╭─ Provided records

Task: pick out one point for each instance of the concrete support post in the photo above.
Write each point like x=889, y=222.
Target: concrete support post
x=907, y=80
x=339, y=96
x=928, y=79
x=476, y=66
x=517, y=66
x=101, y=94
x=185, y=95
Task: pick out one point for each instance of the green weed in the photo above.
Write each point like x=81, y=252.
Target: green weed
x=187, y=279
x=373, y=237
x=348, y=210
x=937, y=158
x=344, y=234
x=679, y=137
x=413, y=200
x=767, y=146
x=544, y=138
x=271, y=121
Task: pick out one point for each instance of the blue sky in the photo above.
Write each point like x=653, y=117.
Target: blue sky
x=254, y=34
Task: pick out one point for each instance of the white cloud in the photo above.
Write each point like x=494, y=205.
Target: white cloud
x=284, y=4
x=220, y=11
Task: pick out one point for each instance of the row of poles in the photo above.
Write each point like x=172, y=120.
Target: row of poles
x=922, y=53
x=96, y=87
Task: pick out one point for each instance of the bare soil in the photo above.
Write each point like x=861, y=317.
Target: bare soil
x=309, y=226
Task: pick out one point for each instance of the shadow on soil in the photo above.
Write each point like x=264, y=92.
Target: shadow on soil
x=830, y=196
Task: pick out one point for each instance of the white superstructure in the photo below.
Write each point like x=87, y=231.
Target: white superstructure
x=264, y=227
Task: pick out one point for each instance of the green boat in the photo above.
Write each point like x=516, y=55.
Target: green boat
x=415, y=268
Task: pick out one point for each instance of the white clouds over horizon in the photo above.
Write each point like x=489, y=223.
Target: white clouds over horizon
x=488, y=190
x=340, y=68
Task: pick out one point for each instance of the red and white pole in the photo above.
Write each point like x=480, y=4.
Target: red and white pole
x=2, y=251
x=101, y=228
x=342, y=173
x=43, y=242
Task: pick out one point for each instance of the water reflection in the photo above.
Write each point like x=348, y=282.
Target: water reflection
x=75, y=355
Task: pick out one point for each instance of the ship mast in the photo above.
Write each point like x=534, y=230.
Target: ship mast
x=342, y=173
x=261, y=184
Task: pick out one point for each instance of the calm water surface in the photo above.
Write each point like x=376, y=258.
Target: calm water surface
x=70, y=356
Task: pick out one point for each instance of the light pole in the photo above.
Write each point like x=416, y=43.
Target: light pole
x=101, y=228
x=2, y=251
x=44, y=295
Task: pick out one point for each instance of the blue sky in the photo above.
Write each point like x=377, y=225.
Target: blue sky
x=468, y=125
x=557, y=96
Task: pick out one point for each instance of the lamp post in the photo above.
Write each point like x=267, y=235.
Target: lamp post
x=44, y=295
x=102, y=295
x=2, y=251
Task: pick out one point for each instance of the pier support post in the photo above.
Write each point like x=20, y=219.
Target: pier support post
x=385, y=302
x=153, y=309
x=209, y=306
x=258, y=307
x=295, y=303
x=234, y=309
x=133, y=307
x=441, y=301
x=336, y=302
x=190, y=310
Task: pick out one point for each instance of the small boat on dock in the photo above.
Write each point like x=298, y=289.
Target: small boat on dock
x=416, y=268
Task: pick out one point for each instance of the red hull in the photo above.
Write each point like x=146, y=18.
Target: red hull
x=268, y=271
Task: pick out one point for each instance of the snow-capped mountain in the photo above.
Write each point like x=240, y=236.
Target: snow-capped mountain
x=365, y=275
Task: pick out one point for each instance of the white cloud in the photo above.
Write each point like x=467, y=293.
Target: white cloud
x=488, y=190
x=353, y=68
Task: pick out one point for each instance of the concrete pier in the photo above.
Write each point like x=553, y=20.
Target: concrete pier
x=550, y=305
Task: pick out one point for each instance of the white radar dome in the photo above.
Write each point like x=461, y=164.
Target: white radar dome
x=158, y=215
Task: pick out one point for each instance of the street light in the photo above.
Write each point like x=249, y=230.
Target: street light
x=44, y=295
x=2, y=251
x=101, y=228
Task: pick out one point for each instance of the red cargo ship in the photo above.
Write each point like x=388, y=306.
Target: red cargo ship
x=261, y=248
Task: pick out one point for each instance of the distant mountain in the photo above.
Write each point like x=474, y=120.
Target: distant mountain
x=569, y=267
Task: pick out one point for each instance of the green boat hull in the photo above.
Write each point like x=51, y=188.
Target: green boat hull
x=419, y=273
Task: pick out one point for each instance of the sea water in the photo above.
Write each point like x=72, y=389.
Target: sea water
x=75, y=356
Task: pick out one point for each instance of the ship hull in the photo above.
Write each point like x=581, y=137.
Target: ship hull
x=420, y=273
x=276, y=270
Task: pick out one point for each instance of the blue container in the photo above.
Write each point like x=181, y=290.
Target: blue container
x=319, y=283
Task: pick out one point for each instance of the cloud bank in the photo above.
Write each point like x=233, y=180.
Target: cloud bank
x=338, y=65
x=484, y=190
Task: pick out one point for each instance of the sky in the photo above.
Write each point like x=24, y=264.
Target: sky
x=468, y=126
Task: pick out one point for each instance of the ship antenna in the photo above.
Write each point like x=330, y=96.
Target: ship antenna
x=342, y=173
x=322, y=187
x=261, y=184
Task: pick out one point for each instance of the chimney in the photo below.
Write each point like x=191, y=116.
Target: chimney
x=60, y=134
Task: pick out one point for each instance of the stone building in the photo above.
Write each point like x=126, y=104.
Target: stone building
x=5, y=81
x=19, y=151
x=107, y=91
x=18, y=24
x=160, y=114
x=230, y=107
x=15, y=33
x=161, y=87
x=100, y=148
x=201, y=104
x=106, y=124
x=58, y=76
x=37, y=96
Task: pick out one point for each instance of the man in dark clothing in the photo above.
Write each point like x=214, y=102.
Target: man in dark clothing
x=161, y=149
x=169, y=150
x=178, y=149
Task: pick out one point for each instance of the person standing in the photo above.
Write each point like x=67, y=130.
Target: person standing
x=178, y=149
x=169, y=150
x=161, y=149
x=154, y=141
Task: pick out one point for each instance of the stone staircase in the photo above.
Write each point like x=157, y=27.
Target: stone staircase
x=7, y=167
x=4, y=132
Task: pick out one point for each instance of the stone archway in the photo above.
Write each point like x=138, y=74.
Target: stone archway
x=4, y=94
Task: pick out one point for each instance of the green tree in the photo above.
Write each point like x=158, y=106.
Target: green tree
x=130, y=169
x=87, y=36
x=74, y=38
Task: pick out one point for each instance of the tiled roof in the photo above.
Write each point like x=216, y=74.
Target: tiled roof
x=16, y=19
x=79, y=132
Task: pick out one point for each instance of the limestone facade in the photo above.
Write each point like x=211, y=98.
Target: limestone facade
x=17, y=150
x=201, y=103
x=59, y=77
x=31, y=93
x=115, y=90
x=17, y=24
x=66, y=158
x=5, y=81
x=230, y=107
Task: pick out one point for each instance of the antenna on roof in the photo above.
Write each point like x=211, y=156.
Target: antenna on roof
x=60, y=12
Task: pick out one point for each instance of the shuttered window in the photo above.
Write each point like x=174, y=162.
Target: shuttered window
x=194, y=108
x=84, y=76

╰─

Exercise task. Could you give the whole listing above as a two-column CSV headed instruction and points, with each instruction and its answer on one row? Quote every field and turn any line breaks into spaces.

Full answer.
instruction,points
"Task: pick out one point for each instance of the concrete support post in the photo above. Write each point like x=889, y=222. Target: concrete support post","x=907, y=80 x=339, y=96 x=928, y=79 x=476, y=66 x=517, y=66 x=101, y=94 x=185, y=95"
"Task: pick out one point for each instance of the green weed in the photo above. Write each point like x=81, y=252. Target: green weed","x=187, y=279 x=373, y=237 x=348, y=210 x=937, y=158 x=344, y=234 x=679, y=137 x=413, y=200 x=767, y=146 x=544, y=138 x=271, y=121"
"Task: pick out one point for each instance of the blue sky in the photo above. Write each point like x=653, y=117. Target: blue sky","x=254, y=34"
"Task: pick out one point for each instance of the white cloud in the photo above. Write each point like x=494, y=205. Target: white cloud","x=284, y=4 x=220, y=11"
"Task: pick out one point for each instance of the row of poles in the photo above. Write each point like x=172, y=120. Target: row of poles","x=922, y=53 x=96, y=87"
"Task: pick out one point for each instance of the bare soil in the photo above. Write each point like x=861, y=317. Target: bare soil","x=309, y=226"
"Task: pick out one point for each instance of the shadow on soil in the photo above. Write each point like x=264, y=92. Target: shadow on soil","x=830, y=196"
"Task: pick out one point for each instance of the white superstructure in the photo below. Write each point like x=87, y=231. Target: white superstructure","x=264, y=227"
"Task: pick out one point for each instance of the green boat in the photo above. Write each point like x=516, y=55. Target: green boat","x=415, y=268"
"Task: pick out one point for each instance of the white clouds over horizon in the photo above. Write each point like x=489, y=223. Target: white clouds over horizon","x=488, y=190 x=340, y=68"
"Task: pick out one point for each instance of the red and white pole in the photo above. Write each point like x=480, y=4. Target: red and white pole","x=2, y=251 x=101, y=228 x=342, y=173 x=43, y=242"
"Task: pick out one point for each instance of the water reflection in the photo above. Write each point like x=348, y=282. Target: water reflection","x=75, y=355"
"Task: pick out one point for each instance of the ship mast in the photo above. Write each point like x=534, y=230. Target: ship mast","x=342, y=173 x=261, y=184"
"Task: pick out one point for each instance of the calm water surface in the photo above. Write each point like x=376, y=258. Target: calm water surface","x=70, y=356"
"Task: pick out one point for each instance of the light pole in the photo above. Write each point like x=416, y=43. Target: light pole","x=101, y=228 x=2, y=251 x=44, y=295"
"Task: pick out one point for each instance of the blue sky in the photo above. Write each point like x=377, y=225. Target: blue sky","x=468, y=125 x=557, y=96"
"Task: pick out one point for each instance of the lamp post in the photo above. Write each point like x=267, y=235. Target: lamp post","x=44, y=295 x=102, y=295 x=2, y=251"
"Task: pick out one point for each instance of the pier support post in the photo above. Write each point like x=20, y=219. Target: pier support post","x=385, y=302 x=153, y=309 x=209, y=306 x=258, y=307 x=295, y=303 x=234, y=309 x=133, y=307 x=441, y=301 x=336, y=302 x=190, y=310"
"Task: pick out one point for each instance of the small boat on dock in the photo above. Write each point like x=298, y=289. Target: small boat on dock","x=416, y=268"
"Task: pick out one point for each instance of the red hull in the photo above. Write each point like x=146, y=18. Target: red hull","x=268, y=271"
"Task: pick out one point for each instance of the snow-capped mountain in the photo above. Write each point like x=240, y=236. Target: snow-capped mountain","x=365, y=275"
"Task: pick out one point for each instance of the white cloud in the photo above. Write each point like x=467, y=293. Target: white cloud","x=488, y=190 x=353, y=68"
"Task: pick out one point for each instance of the concrete pier in the photo above. Write each point like x=553, y=20. Target: concrete pier","x=550, y=305"
"Task: pick out one point for each instance of the white radar dome in the photo above. Write each point like x=461, y=164. Target: white radar dome","x=158, y=215"
"Task: pick out one point for each instance of the street light in the photo above. Write each point like x=249, y=230. Target: street light","x=44, y=295 x=2, y=251 x=101, y=228"
"Task: pick out one point for each instance of the red cargo ship in the photo above. Write each point like x=388, y=306. Target: red cargo ship","x=261, y=248"
"Task: pick out one point for each instance of the distant mountain in the photo above. Write each point like x=474, y=120. Target: distant mountain","x=569, y=267"
"Task: pick out one point for each instance of the green boat hull in the photo above. Write each point like x=51, y=188. Target: green boat hull","x=419, y=273"
"Task: pick out one point for each instance of the sea water in the photo above. Write each point like x=72, y=389. Target: sea water","x=75, y=356"
"Task: pick out one point for each instance of the ship hull in the photo above. Write each point like x=581, y=137. Target: ship hull","x=420, y=273 x=276, y=270"
"Task: pick out one point for each instance of the blue container in the photo above. Write each point like x=181, y=290. Target: blue container","x=319, y=283"
"Task: pick out one point for each instance of the cloud bank in the photo above. Write each point like x=233, y=180. Target: cloud bank","x=338, y=65 x=484, y=190"
"Task: pick out one point for each instance of the sky in the photo above. Write each point like x=24, y=264. Target: sky","x=468, y=126"
"Task: pick out one point for each instance of the ship antenna in the photo above. Write each point like x=330, y=96. Target: ship antenna","x=342, y=173 x=322, y=187 x=261, y=184"
"Task: pick out one point for each instance of the chimney in the photo below. Write each point like x=191, y=116. Target: chimney","x=60, y=134"
"Task: pick out one point for each instance of the stone building in the photo above. Write each point like x=126, y=104. Target: stone building","x=5, y=81 x=19, y=151 x=107, y=91 x=18, y=24 x=160, y=114 x=230, y=107 x=15, y=33 x=161, y=87 x=100, y=148 x=201, y=104 x=106, y=124 x=58, y=76 x=37, y=96"
"Task: pick out one point for each instance of the man in dark clothing in the photo above. Write each point like x=214, y=102. Target: man in dark clothing","x=161, y=149 x=169, y=150 x=178, y=149"
"Task: pick out one point for each instance of the person standing in the photo above. Write each point like x=67, y=130. Target: person standing","x=178, y=149 x=169, y=150 x=161, y=149 x=154, y=141"
"Task: pick out one point for each instance of the stone staircase in the photo above. Write each point like x=157, y=27. Target: stone staircase","x=7, y=167 x=4, y=132"
"Task: pick out one point for each instance of the stone archway in the photo above. Write each point like x=138, y=74. Target: stone archway","x=4, y=94"
"Task: pick out one point for each instance of the green tree in the photo above. Write each point like x=158, y=106. Target: green tree","x=130, y=169 x=87, y=36 x=74, y=38"
"Task: pick out one point for each instance of the tiled roof in the photo above. Write each point like x=216, y=74. Target: tiled roof","x=16, y=19 x=79, y=132"
"Task: pick out one point for each instance of the limestone facade in the photo above. Write each point like x=211, y=98. Target: limestone facade","x=17, y=150 x=201, y=103 x=59, y=77 x=31, y=93 x=115, y=90 x=17, y=24 x=66, y=158 x=5, y=81 x=230, y=107"
"Task: pick out one point for each instance of the antenna on roof in the photo above. Write each point like x=211, y=156. Target: antenna on roof","x=60, y=12"
"Task: pick out one point for each instance of the shuttered window in the photo above. Write each point like x=174, y=162. Target: shuttered window","x=194, y=108 x=84, y=76"